== Stated goal ==
Which lines run from the one containing "point: backpack -- one" to the end of the entries? Quote them exactly, and nothing else.

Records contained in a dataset
☆ ☆ ☆ ☆ ☆
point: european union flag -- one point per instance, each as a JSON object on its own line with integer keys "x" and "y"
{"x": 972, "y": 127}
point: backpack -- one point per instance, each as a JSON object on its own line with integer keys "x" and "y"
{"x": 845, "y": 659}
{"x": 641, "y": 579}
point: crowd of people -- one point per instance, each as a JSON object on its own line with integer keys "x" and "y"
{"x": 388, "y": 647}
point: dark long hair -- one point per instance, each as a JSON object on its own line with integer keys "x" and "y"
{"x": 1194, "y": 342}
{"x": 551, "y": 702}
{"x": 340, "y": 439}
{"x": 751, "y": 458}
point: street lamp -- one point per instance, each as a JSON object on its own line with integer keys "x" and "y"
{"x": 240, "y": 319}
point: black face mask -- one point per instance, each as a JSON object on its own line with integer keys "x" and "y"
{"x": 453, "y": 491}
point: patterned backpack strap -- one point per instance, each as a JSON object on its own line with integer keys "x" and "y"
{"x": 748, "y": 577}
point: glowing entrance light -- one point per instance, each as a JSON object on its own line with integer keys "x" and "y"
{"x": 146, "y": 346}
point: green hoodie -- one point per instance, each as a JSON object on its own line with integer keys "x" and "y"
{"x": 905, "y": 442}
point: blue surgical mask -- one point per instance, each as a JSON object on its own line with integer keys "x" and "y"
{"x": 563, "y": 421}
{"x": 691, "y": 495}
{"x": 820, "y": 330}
☆ ☆ ☆ ☆ ☆
== Answer to the exercise ==
point: backpack -- one point per instance, each as a JSON object on its own line with integer keys "x" and "y"
{"x": 845, "y": 659}
{"x": 641, "y": 579}
point: crowd of people -- one point per instance, each as a JSON object on its own line with integer keys "x" and "y"
{"x": 388, "y": 647}
point: dark long hair -- one point per instance, each as a JSON object on its own line with integer keys "x" and "y"
{"x": 1194, "y": 342}
{"x": 551, "y": 702}
{"x": 340, "y": 439}
{"x": 751, "y": 458}
point: street lamp -- one point per instance, each as a JSON object on its own line with integer keys "x" and "y"
{"x": 240, "y": 319}
point: black face mask -- one point per instance, each as a JSON object on its own line with integer keys "x" and "y"
{"x": 453, "y": 491}
point: patterned backpack strap -- one point per instance, each as a JSON object on its own line with integer keys "x" and "y"
{"x": 748, "y": 577}
point: glowing entrance light -- one point per instance, each as a JSON object on its own line with integer keys "x" and "y"
{"x": 146, "y": 346}
point: green hoodie -- one point per instance, each as a JSON object on its own line with integer keys "x" and "y"
{"x": 905, "y": 442}
point: blue surgical mask -- one point per instance, each as a JSON object on its own line with integer keys "x" and "y"
{"x": 563, "y": 421}
{"x": 691, "y": 495}
{"x": 820, "y": 330}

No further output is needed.